_GIVEN REQUEST 1_
Report every line of the records that contains the string "sailboat", copying each such line in full.

═════ PASSAGE SHOWN

Studies similar to those proposed for NO on vertical resolution, relation of the limb radiance to the cooling, and use of the limb radiance as a sentinel are essential to evaluate the measurement requirements to fully utilize CO2 as a space weather sentinel.

From an engineering and detection perspective, the lower photon energy of CO2 15 μm photons (relative to NO 5.3 μm photons) may result in more stringent cooling requirements for the detector and focal plane. This may translate into larger radiator area to dissipate the heat required for the additional cooling, and of course, additional power to supply that cooling. Further science and engineering trades are required to establish the performance envelope and science return of CO2 infrared emission as a companion sentinel to NO.

A final consideration for a sentinel network providing real-time data is the required data rate and processing time to obtain useful data products for forecast models. As noted above, the current SABER instrument has a data rate of 4 kB/s for the entire instrument data stream. A one-channel sentinel instrument for NO would have a lower data rate. The data processing to produce a vertical profile of NO cooling rates requires solving a well-posed set of linear equations via solution of a lower-triangular matrix equation. This requires a trivial amount of computer time and may even be done on board. We therefore do not anticipate any issues with being able to provide the NO infrared cooling data in real time.

Forecasting With Real-Time Cooling Rate Data

It is important to emphasize that the real-time NO and CO2 cooling rate data require a forecast model to predict the expected radiative cooling rates that would be used to develop improved predictions of thermospheric density response during geomagnetic storm events. In this section, we outline an approach for developing a predictive model of infrared cooling rates based on the extant SABER data set and new, real-time observations of the NO and CO2 cooling rates in the thermosphere.

══════════
═════ AVAILABLE DATA

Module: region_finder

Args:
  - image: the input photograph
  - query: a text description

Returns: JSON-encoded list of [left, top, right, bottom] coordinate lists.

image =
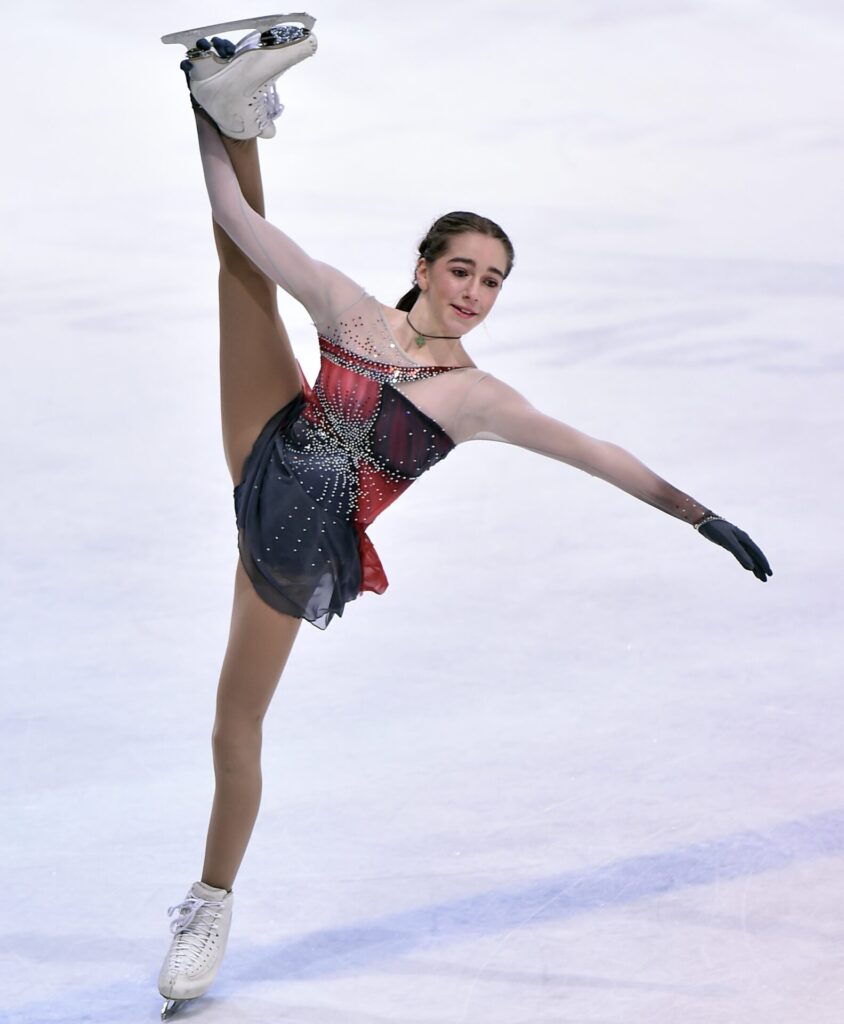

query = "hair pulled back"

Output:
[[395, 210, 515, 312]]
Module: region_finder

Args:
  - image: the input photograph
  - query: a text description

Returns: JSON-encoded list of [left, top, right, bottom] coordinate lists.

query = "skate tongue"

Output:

══════════
═════ AVAILABLE DATA

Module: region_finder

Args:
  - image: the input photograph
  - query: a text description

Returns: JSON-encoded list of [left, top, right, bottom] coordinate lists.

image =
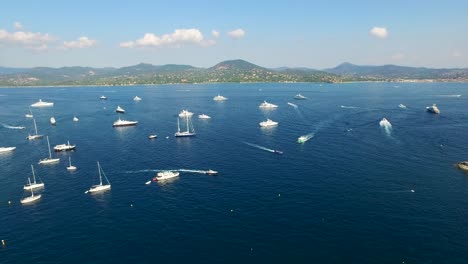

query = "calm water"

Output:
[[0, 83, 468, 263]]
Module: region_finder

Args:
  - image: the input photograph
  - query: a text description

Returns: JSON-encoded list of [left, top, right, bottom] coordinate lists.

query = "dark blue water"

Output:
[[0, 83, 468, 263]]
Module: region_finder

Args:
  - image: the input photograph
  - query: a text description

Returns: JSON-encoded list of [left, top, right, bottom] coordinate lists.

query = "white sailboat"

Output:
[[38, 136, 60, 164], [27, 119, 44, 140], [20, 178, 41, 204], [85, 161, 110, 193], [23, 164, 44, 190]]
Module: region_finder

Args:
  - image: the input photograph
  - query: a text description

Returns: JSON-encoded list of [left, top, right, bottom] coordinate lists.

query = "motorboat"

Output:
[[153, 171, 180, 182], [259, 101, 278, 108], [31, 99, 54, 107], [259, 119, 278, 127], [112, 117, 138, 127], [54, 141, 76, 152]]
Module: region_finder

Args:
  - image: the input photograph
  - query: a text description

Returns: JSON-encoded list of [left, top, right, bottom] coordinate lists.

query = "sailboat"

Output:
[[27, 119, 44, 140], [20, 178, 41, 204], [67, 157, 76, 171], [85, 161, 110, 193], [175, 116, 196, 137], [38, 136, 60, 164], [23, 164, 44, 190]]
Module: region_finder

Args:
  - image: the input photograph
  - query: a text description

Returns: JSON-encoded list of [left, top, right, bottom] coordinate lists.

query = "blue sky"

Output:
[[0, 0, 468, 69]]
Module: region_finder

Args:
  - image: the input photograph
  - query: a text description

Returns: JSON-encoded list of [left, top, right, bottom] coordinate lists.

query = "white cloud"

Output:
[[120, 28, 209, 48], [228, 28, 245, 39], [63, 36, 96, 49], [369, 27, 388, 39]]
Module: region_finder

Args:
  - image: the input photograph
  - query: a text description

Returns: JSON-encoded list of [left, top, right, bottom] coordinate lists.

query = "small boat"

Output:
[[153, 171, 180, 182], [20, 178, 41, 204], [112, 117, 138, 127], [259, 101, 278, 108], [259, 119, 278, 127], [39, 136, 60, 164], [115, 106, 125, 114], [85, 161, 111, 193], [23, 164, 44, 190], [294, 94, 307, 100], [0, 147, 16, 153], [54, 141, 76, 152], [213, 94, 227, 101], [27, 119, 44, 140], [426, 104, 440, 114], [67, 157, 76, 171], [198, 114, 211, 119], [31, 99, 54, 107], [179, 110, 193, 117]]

══════════

_GIVEN REQUEST 2_
In the passage on thermospheric cooling, what data rate is given for the entire data stream of the current SABER instrument?

_RESULT 1_
query = "white sailboat"
query = "sailboat"

_RESULT 2_
4 kB/s